__YOUR INSTRUCTIONS__.
Count how many lines in the material below contain the string "seat" and give only that number.

__Records from a data collection__.
========================
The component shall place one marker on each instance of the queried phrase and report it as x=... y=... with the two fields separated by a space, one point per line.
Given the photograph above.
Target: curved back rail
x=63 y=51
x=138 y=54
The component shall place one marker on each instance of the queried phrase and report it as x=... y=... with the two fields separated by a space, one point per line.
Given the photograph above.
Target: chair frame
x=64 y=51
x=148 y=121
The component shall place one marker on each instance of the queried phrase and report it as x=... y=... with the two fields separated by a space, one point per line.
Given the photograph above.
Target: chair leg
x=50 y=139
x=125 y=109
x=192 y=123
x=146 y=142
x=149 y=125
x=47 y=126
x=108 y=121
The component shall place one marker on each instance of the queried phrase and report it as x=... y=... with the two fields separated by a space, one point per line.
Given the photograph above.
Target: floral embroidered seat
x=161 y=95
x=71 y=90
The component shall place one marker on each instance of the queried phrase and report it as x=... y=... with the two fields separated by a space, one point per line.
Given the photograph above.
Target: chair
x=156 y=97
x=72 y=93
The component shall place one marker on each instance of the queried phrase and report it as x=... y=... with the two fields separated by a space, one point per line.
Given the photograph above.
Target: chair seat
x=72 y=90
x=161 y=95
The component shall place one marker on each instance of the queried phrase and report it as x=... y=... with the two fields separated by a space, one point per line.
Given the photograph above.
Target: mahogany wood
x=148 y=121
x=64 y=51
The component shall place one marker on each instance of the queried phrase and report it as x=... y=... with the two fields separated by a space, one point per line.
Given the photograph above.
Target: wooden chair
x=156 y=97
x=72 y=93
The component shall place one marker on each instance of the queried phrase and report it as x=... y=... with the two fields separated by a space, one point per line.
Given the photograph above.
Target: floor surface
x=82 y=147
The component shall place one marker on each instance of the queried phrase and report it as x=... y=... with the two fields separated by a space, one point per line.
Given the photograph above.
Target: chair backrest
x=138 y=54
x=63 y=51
========================
__REPLY TO THE TASK__.
2